=== Stated problem A ===
Answer these from the post about Ann Coulter's immigration book:
(i) What subject is Ann Coulter's new book entirely about?
(ii) Who argues that "we've changed, and the world has changed"?
(iii) Which news outlet is named as part of the press pushing against immigration control?
=== Stated problem B ===
Carry on the post about Ann Coulter's immigration book from the point where it ends.

=== Source text ===
+++++

Thursday, July 30, 2015

Coulter’s Challenge

Coulter’s Challenge | Mickey Kaus:
Ann Coulter and Donald Trump Walk Into … : I wasn’t entirely happy when I learned my friend Ann Coulter’s new book was going to be 100% about immigration.  
Not because I feared she’d hurt the cause of immigration control — a defensive battle our side has been winning, so far, despite a concerted push by the entire Democratic party, half the Republican party, half (secretly) of the politicians who claim to represent the other half of the Republican party, virtually the entire press (including Fox), virtually all of business, and virtually all big money political donors (including the Kochs!).  
It’s just that I’d found my own comfortable, sincere dogma on the subject, and I  worried that she’d upset it, which is what she tends to do.
My party line, in clip and save form, was:
1) The immigrants we get, including illegal Mexicans, are mainly hard-working potential citizens, like waves of immigrants before them; 
2) The problem, as Mark Krikorian argues, is that we’ve changed, and the world has changed. We don’t need unskilled labor like we used to. Our native unskilled workers are having trouble earning a living.

+++++

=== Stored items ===

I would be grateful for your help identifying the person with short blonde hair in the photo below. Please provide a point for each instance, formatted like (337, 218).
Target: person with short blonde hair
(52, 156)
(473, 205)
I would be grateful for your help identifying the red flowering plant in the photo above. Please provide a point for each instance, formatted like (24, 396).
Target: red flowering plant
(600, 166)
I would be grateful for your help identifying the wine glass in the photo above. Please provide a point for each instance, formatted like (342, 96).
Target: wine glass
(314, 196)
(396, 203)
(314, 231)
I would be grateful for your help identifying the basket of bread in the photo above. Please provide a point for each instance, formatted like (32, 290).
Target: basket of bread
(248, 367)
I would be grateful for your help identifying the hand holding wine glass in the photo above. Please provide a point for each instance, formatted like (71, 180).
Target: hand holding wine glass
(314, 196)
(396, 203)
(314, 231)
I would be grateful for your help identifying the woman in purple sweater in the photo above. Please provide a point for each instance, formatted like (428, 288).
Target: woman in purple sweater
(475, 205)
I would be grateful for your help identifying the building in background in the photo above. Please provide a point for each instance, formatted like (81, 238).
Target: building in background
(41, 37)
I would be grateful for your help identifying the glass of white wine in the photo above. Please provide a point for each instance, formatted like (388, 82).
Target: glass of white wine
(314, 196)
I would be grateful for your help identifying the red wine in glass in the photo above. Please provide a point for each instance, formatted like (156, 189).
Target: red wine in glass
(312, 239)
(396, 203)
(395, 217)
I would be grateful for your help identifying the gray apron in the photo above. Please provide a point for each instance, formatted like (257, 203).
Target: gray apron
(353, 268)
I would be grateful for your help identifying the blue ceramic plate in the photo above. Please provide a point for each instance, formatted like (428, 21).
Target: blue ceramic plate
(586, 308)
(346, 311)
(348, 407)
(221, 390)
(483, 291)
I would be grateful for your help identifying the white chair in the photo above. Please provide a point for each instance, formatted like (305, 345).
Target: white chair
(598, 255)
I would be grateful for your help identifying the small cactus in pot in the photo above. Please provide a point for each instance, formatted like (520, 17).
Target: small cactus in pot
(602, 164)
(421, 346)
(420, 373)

+++++

=== Task output A ===
(i) Immigration.
(ii) Mark Krikorian.
(iii) Fox.

=== Task output B ===
3) The main reason to limit immigration flow, then, is to protect wages of Americans who do basic work. We desperately need a tight labor market. We won’t get it as long as millions of people from abroad respond to any tightening by flooding our work force.
4) The most important thing, then, is getting control of that number by securing the border — stopping illegal immigration. Once that’s done we can argue about what the legalnumber should be (and what should be done about current illegals).
5) But if wages are rising,  it could be a reasonably big number! See point 1; 
6) There are second-order worries about cultural assimilation, especially the huge flow from Mexico, a nation a day’s drive away many of whose citizens (polls show) don’t acknowledge the legitimacy of our Southern border.
7) One solution is to let in more people from other, non-Mexican cultures — Koreans, Chinese, Africans, Indians, etc.  We want diversity! Ha ha. That joke never gets old.
All in all a nice, relatively safe, liberal restrictionism. 
Works for me.  
Sure enough, Coulter isn’t buying it. 
She goes further. 
Much further. 
Perhaps too far! 
Her book would be incendiary if Donald Trump hadn’t come along and made her look like Desmond Tutu. 
Now maybe we can consider her six big points coolly and calmly.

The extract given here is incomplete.